### TEXT SEGMENT:
Via Bora at A Blog Around the Clock, I came across this very interesting paper in PLoS ONE titled A Viscoelastic Deadly Fluid in Carnivorous Pitcher Plants; here is the abstract:
The carnivorous plants of the genus Nepenthes, widely distributed in the Asian tropics, rely mostly on nutrients derived from arthropods trapped in their pitcher-shaped leaves and digested by their enzymatic fluid. The genus exhibits a great diversity of prey and pitcher forms and its mechanism of trapping has long intrigued scientists. The slippery inner surfaces of the pitchers, which can be waxy or highly wettable, have so far been considered as the key trapping devices. However, the occurrence of species lacking such epidermal specializations but still effective at trapping insects suggests the possible implication of other mechanisms.
Using a combination of insect bioassays, high-speed video and rheological measurements, we show that the digestive fluid of Nepenthes rafflesiana is highly viscoelastic and that this physical property is crucial for the retention of insects in its traps. Trapping efficiency is shown to remain strong even when the fluid is highly diluted by water, as long as the elastic relaxation time of the fluid is higher than the typical time scale of insect movements.

### QUESTIONS ON THE MATERIAL:
1 > According to the pitcher plant passage, which species has digestive fluid shown to be highly viscoelastic?
2 > Reproduce the part of the pitcher plant passage starting with "Using a combination" and going on through "of insect movements.".
3 > Decide whether each statement agrees with the pitcher plant passage, answering yes or no and quoting the deciding words: (a) Plants of the genus Nepenthes are widely distributed in the Asian tropics. (b) Trapping efficiency drops sharply once the fluid is diluted by water. (c) The study used high-speed video.

### ENTRIES SHOWN:
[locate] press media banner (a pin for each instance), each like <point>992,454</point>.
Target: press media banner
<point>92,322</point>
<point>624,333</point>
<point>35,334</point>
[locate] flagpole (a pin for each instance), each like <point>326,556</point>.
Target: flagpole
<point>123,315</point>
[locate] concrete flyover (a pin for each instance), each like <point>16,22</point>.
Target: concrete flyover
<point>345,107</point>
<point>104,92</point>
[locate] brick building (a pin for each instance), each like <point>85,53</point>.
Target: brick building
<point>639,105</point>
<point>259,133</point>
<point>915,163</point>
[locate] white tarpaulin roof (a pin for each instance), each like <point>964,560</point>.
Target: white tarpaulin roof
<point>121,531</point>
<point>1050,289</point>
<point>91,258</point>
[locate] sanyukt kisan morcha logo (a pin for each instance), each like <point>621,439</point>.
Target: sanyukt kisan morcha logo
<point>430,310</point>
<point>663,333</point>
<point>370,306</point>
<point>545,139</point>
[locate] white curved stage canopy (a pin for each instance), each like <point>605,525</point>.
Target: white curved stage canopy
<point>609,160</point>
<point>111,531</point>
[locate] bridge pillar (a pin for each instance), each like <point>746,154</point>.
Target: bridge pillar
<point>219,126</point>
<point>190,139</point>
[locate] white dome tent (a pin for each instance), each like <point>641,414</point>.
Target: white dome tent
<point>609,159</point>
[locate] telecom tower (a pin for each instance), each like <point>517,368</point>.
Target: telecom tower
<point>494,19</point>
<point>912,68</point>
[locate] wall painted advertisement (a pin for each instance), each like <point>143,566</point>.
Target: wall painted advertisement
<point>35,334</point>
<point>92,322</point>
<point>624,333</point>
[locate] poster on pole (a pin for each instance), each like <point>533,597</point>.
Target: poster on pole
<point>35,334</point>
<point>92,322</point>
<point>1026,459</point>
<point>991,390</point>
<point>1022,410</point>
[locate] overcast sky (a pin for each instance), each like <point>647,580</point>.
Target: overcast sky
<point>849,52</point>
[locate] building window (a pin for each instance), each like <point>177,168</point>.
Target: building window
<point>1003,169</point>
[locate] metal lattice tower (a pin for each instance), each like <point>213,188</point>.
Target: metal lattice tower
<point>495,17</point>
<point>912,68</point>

### YOUR RESPONSES:
1 > Nepenthes rafflesiana.

2 >
Using a combination of insect bioassays, high-speed video and rheological measurements, we show that the digestive fluid of Nepenthes rafflesiana is highly viscoelastic and that this physical property is crucial for the retention of insects in its traps. Trapping efficiency is shown to remain strong even when the fluid is highly diluted by water, as long as the elastic relaxation time of the fluid is higher than the typical time scale of insect movements.

3 >
(a) Yes: "widely distributed in the Asian tropics"
(b) No: "Trapping efficiency is shown to remain strong even when the fluid is highly diluted by water"
(c) Yes: "Using a combination of insect bioassays, high-speed video and rheological measurements"